Stored data entries
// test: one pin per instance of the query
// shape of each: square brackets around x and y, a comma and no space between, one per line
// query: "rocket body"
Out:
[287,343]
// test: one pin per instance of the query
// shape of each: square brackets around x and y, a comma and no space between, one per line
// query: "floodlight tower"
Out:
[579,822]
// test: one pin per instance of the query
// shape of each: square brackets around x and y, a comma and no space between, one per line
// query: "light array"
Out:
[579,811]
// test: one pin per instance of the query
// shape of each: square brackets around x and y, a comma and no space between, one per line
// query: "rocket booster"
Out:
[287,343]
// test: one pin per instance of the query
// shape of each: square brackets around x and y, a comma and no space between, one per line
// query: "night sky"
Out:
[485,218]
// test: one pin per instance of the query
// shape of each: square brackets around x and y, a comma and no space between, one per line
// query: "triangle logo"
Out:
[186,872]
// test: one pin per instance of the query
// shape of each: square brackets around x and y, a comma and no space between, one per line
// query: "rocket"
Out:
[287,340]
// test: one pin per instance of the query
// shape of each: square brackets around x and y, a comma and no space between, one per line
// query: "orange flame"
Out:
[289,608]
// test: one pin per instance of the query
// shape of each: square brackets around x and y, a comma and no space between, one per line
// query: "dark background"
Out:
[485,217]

...

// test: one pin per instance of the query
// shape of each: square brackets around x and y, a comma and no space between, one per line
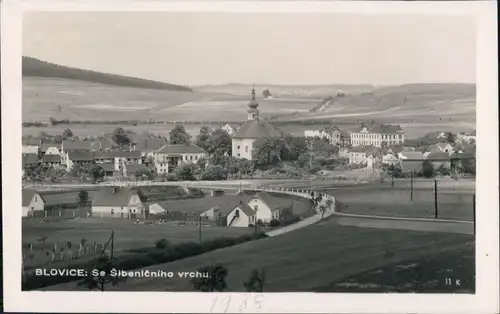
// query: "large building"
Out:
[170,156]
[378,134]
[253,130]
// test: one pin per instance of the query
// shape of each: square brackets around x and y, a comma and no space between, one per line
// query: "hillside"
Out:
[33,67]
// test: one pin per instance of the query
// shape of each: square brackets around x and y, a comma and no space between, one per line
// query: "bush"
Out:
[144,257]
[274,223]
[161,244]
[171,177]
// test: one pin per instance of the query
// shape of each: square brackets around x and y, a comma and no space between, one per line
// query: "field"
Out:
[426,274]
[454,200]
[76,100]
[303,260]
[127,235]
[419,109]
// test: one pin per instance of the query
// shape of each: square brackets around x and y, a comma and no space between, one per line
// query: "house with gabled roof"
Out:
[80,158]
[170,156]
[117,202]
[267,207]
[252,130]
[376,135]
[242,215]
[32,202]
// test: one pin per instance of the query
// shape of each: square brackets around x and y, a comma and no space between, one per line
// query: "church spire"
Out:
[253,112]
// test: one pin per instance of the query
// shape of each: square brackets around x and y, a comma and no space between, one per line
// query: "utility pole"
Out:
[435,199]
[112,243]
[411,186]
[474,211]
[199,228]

→ TASK BRIEF
Only the lines containing "rocket" are needed; copy each of them from the data.

→ WRITTEN ANSWER
// query: "rocket body"
// query: "rocket booster"
// query: "rocket"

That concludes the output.